--- Material for this exercise ---
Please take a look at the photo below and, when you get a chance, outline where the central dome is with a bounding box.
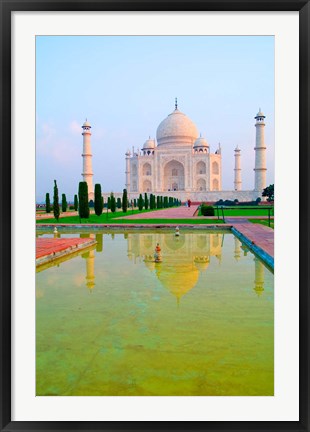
[156,109,198,145]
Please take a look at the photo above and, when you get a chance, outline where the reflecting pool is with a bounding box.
[36,230,274,396]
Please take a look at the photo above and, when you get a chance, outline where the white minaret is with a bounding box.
[234,146,242,190]
[125,150,133,193]
[82,119,94,195]
[254,109,267,192]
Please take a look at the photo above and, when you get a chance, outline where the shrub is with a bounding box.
[122,189,128,213]
[53,180,60,221]
[79,182,89,219]
[45,193,51,213]
[201,204,214,216]
[74,195,79,211]
[61,194,68,212]
[144,192,149,210]
[138,194,144,211]
[110,192,116,213]
[95,183,103,216]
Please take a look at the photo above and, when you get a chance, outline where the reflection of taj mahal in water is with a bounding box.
[40,231,265,303]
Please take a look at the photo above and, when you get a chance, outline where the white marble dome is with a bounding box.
[194,136,209,148]
[143,138,155,150]
[156,109,198,145]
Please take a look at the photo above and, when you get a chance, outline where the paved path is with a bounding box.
[36,237,96,265]
[119,205,198,219]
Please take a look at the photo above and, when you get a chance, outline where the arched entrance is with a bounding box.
[164,160,185,191]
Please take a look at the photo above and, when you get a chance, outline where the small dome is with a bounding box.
[82,120,91,127]
[156,109,198,145]
[255,109,265,118]
[194,136,209,147]
[143,138,155,150]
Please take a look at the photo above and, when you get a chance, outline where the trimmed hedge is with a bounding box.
[201,204,214,216]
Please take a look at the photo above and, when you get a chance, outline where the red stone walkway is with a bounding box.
[36,238,96,265]
[118,205,198,219]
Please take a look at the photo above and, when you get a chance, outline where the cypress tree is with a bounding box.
[111,192,116,213]
[61,194,68,212]
[138,194,143,211]
[95,183,103,216]
[53,180,60,221]
[45,193,51,213]
[122,189,128,213]
[74,194,79,211]
[79,182,89,219]
[144,192,149,210]
[150,194,154,210]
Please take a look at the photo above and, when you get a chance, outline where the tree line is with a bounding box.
[45,180,181,221]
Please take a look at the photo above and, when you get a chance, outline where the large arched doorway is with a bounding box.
[164,160,185,191]
[143,180,152,192]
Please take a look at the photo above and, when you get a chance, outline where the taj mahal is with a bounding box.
[82,99,267,202]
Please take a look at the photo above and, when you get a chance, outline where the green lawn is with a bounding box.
[248,219,274,229]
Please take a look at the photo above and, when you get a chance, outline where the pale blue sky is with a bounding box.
[36,36,274,201]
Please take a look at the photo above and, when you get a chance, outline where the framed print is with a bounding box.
[1,0,309,431]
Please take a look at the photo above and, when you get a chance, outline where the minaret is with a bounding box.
[125,149,133,193]
[82,119,94,196]
[234,146,242,190]
[254,109,267,193]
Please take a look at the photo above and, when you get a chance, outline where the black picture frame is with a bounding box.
[0,0,310,432]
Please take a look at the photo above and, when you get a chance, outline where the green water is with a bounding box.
[36,231,274,396]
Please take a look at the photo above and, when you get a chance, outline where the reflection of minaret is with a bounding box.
[234,237,241,261]
[82,234,95,292]
[125,150,131,192]
[254,257,265,295]
[82,120,94,195]
[86,249,95,291]
[96,233,103,252]
[234,146,242,190]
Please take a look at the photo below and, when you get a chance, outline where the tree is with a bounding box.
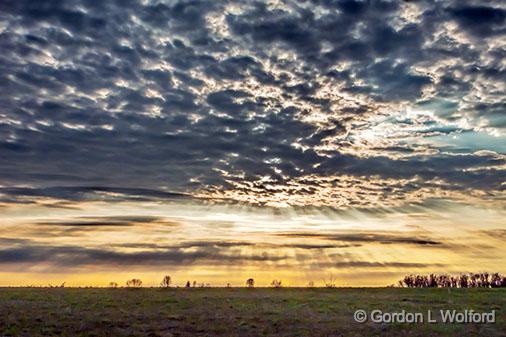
[271,280,282,288]
[127,278,142,288]
[160,275,172,288]
[246,278,255,288]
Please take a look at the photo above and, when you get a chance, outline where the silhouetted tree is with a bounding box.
[271,280,282,288]
[399,273,506,288]
[246,278,255,288]
[160,275,172,288]
[127,278,142,288]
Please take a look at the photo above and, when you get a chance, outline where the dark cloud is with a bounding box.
[0,0,506,207]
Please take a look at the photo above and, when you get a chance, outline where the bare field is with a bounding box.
[0,288,506,336]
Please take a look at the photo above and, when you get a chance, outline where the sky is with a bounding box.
[0,0,506,286]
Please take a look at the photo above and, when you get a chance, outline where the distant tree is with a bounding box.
[399,273,506,288]
[246,278,255,288]
[323,274,336,288]
[271,280,282,288]
[160,275,172,288]
[127,278,142,288]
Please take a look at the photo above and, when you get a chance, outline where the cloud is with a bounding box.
[0,0,506,207]
[277,233,443,246]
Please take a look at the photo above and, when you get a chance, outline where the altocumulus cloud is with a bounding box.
[0,0,506,207]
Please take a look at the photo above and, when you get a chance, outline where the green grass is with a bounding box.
[0,288,506,336]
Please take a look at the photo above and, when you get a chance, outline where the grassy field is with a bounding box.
[0,288,506,336]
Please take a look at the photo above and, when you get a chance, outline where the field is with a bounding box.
[0,288,506,336]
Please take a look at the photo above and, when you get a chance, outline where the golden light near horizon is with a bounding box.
[0,0,506,286]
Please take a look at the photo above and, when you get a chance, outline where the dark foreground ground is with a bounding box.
[0,288,506,336]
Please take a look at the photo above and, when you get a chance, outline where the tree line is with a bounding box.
[398,273,506,288]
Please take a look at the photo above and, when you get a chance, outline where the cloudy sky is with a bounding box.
[0,0,506,285]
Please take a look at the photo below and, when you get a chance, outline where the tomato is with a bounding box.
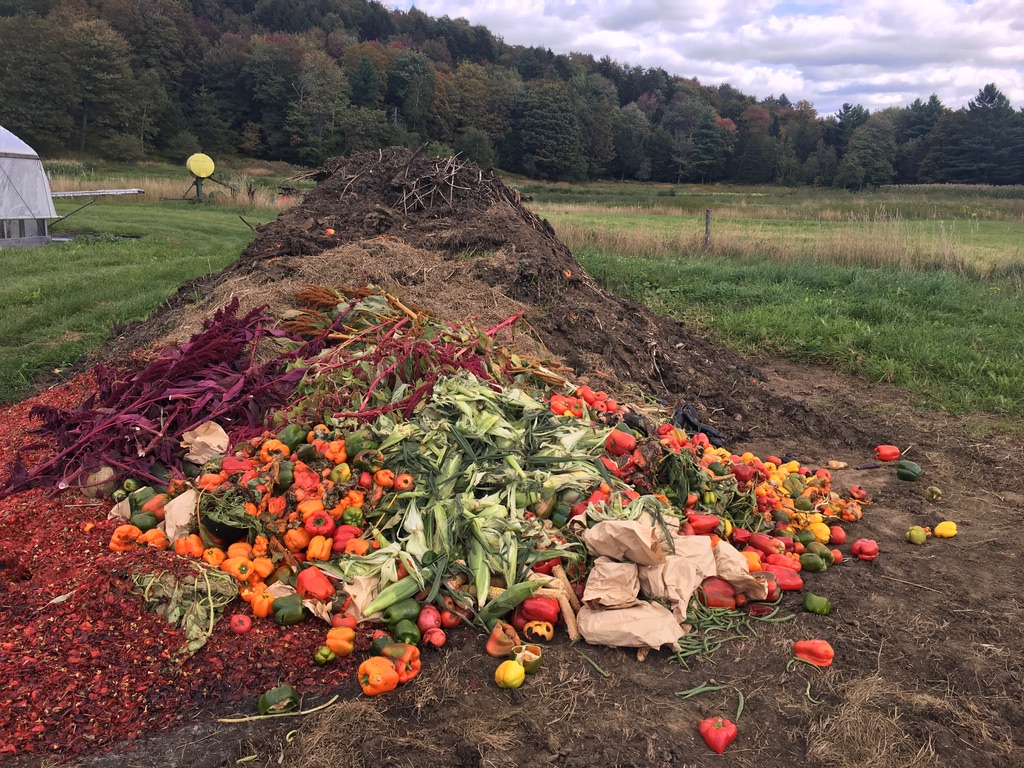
[331,613,355,630]
[421,627,447,648]
[227,613,253,635]
[416,605,441,633]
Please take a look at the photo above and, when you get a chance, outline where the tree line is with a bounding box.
[0,0,1024,189]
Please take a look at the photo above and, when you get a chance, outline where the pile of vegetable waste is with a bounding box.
[6,287,878,753]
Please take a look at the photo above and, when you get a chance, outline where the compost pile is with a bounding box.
[0,150,1020,766]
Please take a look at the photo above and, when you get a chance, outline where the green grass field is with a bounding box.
[0,200,264,401]
[0,168,1024,420]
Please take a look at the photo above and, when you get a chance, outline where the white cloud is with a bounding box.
[389,0,1024,115]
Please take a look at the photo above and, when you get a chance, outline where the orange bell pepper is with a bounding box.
[174,534,206,557]
[358,656,398,696]
[324,627,355,656]
[306,536,334,560]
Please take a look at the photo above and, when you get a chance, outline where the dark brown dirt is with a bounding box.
[20,150,1024,768]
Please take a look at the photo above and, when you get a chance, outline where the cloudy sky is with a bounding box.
[385,0,1024,115]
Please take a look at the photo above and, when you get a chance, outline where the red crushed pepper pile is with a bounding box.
[0,375,369,758]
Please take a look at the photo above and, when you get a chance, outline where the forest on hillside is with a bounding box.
[0,0,1024,189]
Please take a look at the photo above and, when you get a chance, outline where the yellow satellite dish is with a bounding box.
[185,152,214,178]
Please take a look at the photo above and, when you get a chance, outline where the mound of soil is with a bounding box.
[29,148,1024,768]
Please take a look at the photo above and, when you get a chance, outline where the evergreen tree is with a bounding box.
[513,81,587,181]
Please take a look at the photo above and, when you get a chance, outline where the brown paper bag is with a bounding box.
[583,557,640,608]
[714,541,768,600]
[639,555,703,624]
[181,421,228,464]
[577,601,684,650]
[581,517,665,565]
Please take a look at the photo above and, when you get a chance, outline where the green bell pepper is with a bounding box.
---
**Required work:** Please update every item above by putting "as soon as you can" in place of "when you get a chance" and changing nothing else. Leave the pictures out of your answer.

**Full solution:**
Please take a look at the photo below and, as soon as you can, outline where the central dome is with a bounding box.
[156,109,198,145]
Please take a look at the photo above and, as soon as you can, outline where the reflecting pool is with a bounding box.
[36,230,274,396]
Please take a look at the photo above and, as soon as you can, outline where the white minaret is with a bounding box.
[234,146,242,190]
[125,150,133,193]
[82,119,94,195]
[254,109,267,192]
Please take a look at the photo above and, as soon as you can, outline where the shrub is with a bounding box.
[122,189,128,213]
[53,180,60,221]
[79,182,89,219]
[45,193,51,213]
[201,204,214,216]
[74,195,79,211]
[61,194,68,212]
[144,192,149,210]
[138,194,144,211]
[110,192,116,213]
[95,183,103,216]
Please take a look at the photo above and, as soon as you can, outline where the reflection of taj mahal in water is with a bounding box.
[40,231,265,303]
Please take a look at the photo above and, as soon as you can, outline where the white marble dome is with a bounding box.
[194,136,209,148]
[143,138,155,150]
[156,109,198,145]
Please take a look at the photo above and, as soon as you can, outline where the paved path is with a bounding box.
[36,237,96,265]
[119,205,198,219]
Please take a look at the photo above and, as soon as you can, outline where the arched entrance is with a bounding box.
[164,160,185,191]
Please take a look at the photo above and, as soon as you can, outline where the small dome is with a bounding box.
[82,120,91,127]
[156,109,198,145]
[255,109,265,118]
[194,136,209,147]
[143,138,155,150]
Please take a look at the photo above and, as soon as you can, outline where the trimmed hedge is with a bounding box.
[201,204,214,216]
Please take a look at the photo above and, as soon as you can, outline where the red stone walkway is with a bounding box.
[36,238,96,265]
[118,205,198,219]
Please take a look at the photo above and, as soon as you can, outline where the cypress tree is with a bounding box.
[111,192,116,213]
[61,194,68,212]
[138,194,143,211]
[95,183,103,216]
[53,180,60,221]
[45,193,51,213]
[122,189,128,213]
[74,194,79,211]
[79,182,89,219]
[144,192,149,210]
[150,194,154,210]
Please take a look at the photo above and, as soon as you can, outline where the tree line is with a bounding box.
[45,180,181,221]
Please take a look at the photo above and, as soon as you can, outline where the large arched doorway is with a bounding box.
[164,160,185,191]
[143,180,152,192]
Please take a look at the photo above and, as soon as you can, outline where the taj mahal is with a bounding box.
[82,99,267,202]
Please take a look at the photo above and, as soon as you can, outline where the green lawn is with a bounding box.
[248,219,274,229]
Please take a look at the photo above and, as soon as you can, outline where the pale blue sky is with a bounding box.
[36,36,274,201]
Please take a look at the photo above and, as soon as you can, outline where the framed print is with a bounding box.
[1,0,309,431]
Please take a look at the photo above and, as soon as you can, outline where the minaret is with a bounding box.
[125,149,133,193]
[82,119,94,196]
[234,146,242,190]
[254,109,267,193]
Please take a look at the photo above and, as soon as you can, outline where the black picture frame is with a bounding box.
[0,0,310,432]
Please take a look at the photo above and, as soon as you can, outline where the green water is with a bounding box.
[36,231,274,396]
Please take a look at the photo above and, as soon as you can, outline where the reflection of minaret is with a bounding box.
[234,237,241,261]
[82,234,95,292]
[125,150,131,192]
[254,257,265,295]
[82,120,94,195]
[86,249,95,291]
[96,233,103,252]
[234,146,242,190]
Please take a look at the photo below and, as soon as you can, outline where the tree is with a bounding box.
[271,280,282,288]
[127,278,142,288]
[160,275,172,288]
[246,278,255,288]
Please take a look at the photo above and, as soon as you can, outline where the silhouetted tree is with a bounding box.
[271,280,282,288]
[399,273,506,288]
[246,278,255,288]
[160,275,172,288]
[127,278,142,288]
Please take a look at the photo above and, as soon as you can, outline where the dark cloud is with a bounding box.
[0,0,506,207]
Please take a look at the photo above and, as soon as you can, outline where the bare field is with a bounding box.
[0,288,506,336]
Please take a look at the photo above and, as soon as you can, outline where the sky is with a bounding box.
[0,0,506,286]
Please take a look at the photo above and, as soon as you can, outline where the distant tree is with a bounding box.
[399,273,506,288]
[246,278,255,288]
[323,274,336,288]
[271,280,282,288]
[160,275,172,288]
[127,278,142,288]
Please take a look at the photo above and, as soon as you can, outline where the cloud is with a bounding box.
[0,0,506,207]
[277,233,443,246]
Please take a look at the photo above and, as soon as you can, outline where the altocumulus cloud is with a bounding box.
[0,0,506,207]
Please take a look at the photo above and, as soon as you can, outline where the green grass is with a bounding box.
[0,288,506,336]
Please take a look at the photo above and, as soon as you can, outline where the grassy field is with a bounding box.
[0,288,506,336]
Please take a look at the photo above and, as soon as you can, outline where the field is with a bounding box.
[0,288,506,336]
Please take a look at the photo above and, as soon as you can, outline where the golden light near horizon is with a bounding box.
[0,0,506,286]
Please take a look at the photo above and, as soon as you can, outline where the dark foreground ground is with a bounding box.
[0,288,506,336]
Please take a look at the photo above and, as soon as you can, outline where the tree line is with a bounding box.
[398,273,506,288]
Please take a look at the photo above and, as soon as you can, outline where the cloudy sky is with a bounding box.
[0,0,506,285]
Please take a look at the photo below and, as soon as you can, outline where the tomato is with a bounding box.
[331,613,355,630]
[421,627,447,648]
[227,613,253,635]
[416,605,441,633]
Please take a look at the photo above and, as soon as you can, outline where the tree line is with a bounding box.
[0,0,1024,189]
Please take a look at the photo above and, as soon as you can, outline where the pile of vegetable waste is with a bounding box.
[6,287,878,753]
Please take a look at the photo above and, as soon as you can, outline where the compost pile is with a bounding box.
[0,150,1020,766]
Please take a look at the photo above and, as soon as you can, outline where the green grass field is with a bounding box.
[0,200,264,401]
[0,168,1024,420]
Please take a look at the photo above and, as soon as you can, outline where the white cloud is with a bounding box.
[389,0,1024,115]
Please take a look at the photo above and, as soon as you can, outline where the orange bell pepper is with a bounding box.
[174,534,206,557]
[358,656,398,696]
[324,627,355,656]
[306,536,334,560]
Please take a look at the photo above and, as soon as you can, outline where the dark brown dirt is with a bounding box.
[20,150,1024,768]
Please take a look at the photo above and, as soon as you can, outline where the cloudy sky is with a bounding box.
[385,0,1024,115]
Please take a look at the photo above and, as soon as you can, outline where the red crushed pepper pile is with a bounding box.
[0,375,369,758]
Please take a look at the photo above and, as soon as you can, outline where the forest on hillside is with a bounding box.
[0,0,1024,189]
Please take a look at the photo above and, as soon as you can, outline where the yellow satellite dish is with a bounding box.
[185,152,214,178]
Please take a look at the photo above and, as soon as you can, outline where the mound of soil is with a bounding box.
[29,148,1024,768]
Please take a look at the photo above and, as soon as you can, outline where the evergreen tree is with a bounding box.
[513,81,587,181]
Please take a look at the photo above and, as soon as you can, outline where the brown paper bag is with a bounding box.
[583,557,640,608]
[714,541,768,600]
[639,555,703,624]
[181,421,228,464]
[577,601,684,650]
[581,517,665,565]
Please take a look at the photo above and, as soon as you can, outline where the green bell pepper is with a bounding box.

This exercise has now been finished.